:: Extract to read ::
►
# BH Auto Foam dilution ration in a pump sprayer



## FallenAngel (Oct 24, 2015)

Hey guys, just got 5L of BH Auto Foam and I will use it as a prewash trough pump sprayer. What is a correct dilution ratio, if i use 2L of water in a sprayer? Is 150ml in 2L of water too much ? I want it to remove as much as it can but still to remain LSP safe. Thanks in advance :car:


----------



## Kimo (Jun 7, 2013)

8% is best I find

Not too bad car then 4%


----------



## sm81 (May 14, 2011)

4-10% is good. Like Kimo said 8% is recommended if car is dirty.


----------



## clav604 (Dec 25, 2012)

I do abot 9-10% on bottom of cars


----------



## FallenAngel (Oct 24, 2015)

Thanks for your replies, 8% it will be .


----------



## great gonzo (Nov 4, 2010)

I use 350ml in a 5 litre spray bottle. This works extremely well. Couldn't get on with it at all as a snow foam tho what ever the dilution rate. 

Gonz.


----------



## steelghost (Aug 20, 2015)

It's worth mentioning that "LSP safe" is not a line that you either cross or don't cross - different LSPs will be more or less affected by detergents, and what is "LSP safe" for one will not be for another. In top of this, a given wash product may have a different effective strength depending on factors like how hard your tap water is, and the temperature you apply to the vehicle at.

Try it out, let everyone know how you get on


----------



## Blackmass (Jun 2, 2015)

I'm a thicko so please bear with me. I struggle with the ratios.

Say I want to make 3 litres with 8% of the Auto Foam. Would it be 240ml of Auto Foam and 2760ml water?
Or 3000ml AND add 240ml Auto Foam?


----------



## Kimo (Jun 7, 2013)

Blackmass said:


> I'm a thicko so please bear with me. I struggle with the ratios.
> 
> Say I want to make 3 litres with 8% of the Auto Foam. Would it be 240ml of Auto Foam and 2760ml water?
> Or 3000ml AND add 240ml Auto Foam?
◄
:: Provided information ::
►
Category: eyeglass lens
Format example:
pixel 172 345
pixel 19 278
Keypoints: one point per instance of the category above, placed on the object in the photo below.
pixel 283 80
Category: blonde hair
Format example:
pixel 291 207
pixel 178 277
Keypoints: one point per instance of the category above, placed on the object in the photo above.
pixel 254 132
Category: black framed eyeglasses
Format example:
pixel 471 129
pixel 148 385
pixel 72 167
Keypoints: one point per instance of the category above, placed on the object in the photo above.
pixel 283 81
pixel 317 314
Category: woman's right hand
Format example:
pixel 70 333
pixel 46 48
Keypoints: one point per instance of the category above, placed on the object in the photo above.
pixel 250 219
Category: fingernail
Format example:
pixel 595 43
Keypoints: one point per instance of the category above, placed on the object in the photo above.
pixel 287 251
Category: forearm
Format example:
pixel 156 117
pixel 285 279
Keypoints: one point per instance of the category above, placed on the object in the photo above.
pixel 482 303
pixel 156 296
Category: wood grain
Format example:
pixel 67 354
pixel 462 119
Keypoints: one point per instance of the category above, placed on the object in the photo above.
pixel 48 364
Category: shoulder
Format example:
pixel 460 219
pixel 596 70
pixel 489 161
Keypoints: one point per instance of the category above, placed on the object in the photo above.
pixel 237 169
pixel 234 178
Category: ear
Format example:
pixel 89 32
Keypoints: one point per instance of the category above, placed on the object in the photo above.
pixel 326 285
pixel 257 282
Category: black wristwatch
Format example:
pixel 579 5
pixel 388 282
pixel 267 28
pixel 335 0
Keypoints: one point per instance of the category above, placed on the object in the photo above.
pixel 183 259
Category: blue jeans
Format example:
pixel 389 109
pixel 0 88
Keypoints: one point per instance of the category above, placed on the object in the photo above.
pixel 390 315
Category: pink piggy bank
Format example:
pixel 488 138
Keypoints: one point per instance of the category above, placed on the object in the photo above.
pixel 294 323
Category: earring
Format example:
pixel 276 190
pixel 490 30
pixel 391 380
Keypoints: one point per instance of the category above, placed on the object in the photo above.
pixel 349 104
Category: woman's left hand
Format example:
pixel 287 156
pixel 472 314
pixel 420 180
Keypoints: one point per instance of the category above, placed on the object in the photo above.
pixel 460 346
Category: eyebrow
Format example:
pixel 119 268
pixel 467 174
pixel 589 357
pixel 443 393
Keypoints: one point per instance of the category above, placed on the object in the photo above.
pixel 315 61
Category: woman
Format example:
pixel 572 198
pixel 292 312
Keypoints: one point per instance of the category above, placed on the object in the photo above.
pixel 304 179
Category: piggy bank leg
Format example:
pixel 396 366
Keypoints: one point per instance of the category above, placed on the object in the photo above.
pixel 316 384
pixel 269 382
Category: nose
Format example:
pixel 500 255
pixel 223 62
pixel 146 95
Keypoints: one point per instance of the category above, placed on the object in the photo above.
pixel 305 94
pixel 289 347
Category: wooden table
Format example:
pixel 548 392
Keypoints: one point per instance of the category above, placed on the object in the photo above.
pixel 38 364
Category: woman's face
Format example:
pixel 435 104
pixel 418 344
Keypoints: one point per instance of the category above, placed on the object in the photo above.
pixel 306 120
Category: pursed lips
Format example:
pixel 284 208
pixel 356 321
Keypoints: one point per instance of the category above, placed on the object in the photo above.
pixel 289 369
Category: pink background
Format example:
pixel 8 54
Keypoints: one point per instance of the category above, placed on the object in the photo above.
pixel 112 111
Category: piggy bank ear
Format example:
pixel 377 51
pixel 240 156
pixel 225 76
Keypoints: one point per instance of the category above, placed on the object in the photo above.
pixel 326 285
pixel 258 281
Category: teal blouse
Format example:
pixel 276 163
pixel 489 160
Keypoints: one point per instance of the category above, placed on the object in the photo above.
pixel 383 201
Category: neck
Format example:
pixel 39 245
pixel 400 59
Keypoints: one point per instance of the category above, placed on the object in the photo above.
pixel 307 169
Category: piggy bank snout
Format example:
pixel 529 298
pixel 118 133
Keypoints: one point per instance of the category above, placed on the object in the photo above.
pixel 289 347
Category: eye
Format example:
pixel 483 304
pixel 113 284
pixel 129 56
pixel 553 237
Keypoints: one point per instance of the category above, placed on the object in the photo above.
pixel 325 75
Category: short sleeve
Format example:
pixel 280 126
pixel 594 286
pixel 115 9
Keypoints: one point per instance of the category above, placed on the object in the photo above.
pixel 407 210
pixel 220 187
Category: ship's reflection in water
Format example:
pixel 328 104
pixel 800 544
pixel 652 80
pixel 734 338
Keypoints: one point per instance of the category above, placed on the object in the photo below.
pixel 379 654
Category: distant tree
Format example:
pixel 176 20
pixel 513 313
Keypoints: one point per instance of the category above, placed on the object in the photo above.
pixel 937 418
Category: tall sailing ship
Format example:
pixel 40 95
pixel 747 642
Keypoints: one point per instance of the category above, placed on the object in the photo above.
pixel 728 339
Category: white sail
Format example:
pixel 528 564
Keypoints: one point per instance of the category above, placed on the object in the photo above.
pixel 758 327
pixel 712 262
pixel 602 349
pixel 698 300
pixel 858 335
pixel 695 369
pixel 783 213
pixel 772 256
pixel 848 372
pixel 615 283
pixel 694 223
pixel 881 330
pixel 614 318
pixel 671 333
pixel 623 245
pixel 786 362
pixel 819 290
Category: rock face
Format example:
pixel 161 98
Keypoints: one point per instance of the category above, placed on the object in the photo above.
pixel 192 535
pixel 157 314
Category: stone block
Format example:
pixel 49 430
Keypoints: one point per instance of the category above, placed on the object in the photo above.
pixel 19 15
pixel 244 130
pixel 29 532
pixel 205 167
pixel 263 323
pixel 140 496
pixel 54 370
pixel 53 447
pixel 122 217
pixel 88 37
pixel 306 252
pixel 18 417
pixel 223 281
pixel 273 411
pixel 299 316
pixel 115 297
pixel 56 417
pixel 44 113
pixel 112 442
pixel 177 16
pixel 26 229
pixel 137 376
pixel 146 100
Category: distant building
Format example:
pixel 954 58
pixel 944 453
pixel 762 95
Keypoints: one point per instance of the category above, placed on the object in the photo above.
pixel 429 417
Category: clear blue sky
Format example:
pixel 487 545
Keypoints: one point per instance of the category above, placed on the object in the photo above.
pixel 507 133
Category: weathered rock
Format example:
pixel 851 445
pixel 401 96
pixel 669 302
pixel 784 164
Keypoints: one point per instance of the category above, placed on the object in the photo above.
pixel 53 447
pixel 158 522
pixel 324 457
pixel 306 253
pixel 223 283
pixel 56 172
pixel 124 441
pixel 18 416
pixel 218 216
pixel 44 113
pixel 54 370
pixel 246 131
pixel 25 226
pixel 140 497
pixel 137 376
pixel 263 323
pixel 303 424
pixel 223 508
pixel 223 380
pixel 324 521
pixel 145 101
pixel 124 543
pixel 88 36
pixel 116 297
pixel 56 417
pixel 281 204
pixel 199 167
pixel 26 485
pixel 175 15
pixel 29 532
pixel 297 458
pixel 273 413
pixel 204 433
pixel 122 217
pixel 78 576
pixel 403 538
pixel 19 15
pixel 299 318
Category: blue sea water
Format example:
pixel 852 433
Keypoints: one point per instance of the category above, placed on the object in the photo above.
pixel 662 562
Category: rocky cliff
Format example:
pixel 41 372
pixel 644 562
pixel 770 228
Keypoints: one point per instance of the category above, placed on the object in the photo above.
◄
:: Direction ::
From the Auto Foam dilution thread above, copy the passage from "## great gonzo" up to and including "(Aug 20, 2015)".

:: Problem solution ::
## great gonzo (Nov 4, 2010)

I use 350ml in a 5 litre spray bottle. This works extremely well. Couldn't get on with it at all as a snow foam tho what ever the dilution rate. 

Gonz.


----------



## steelghost (Aug 20, 2015)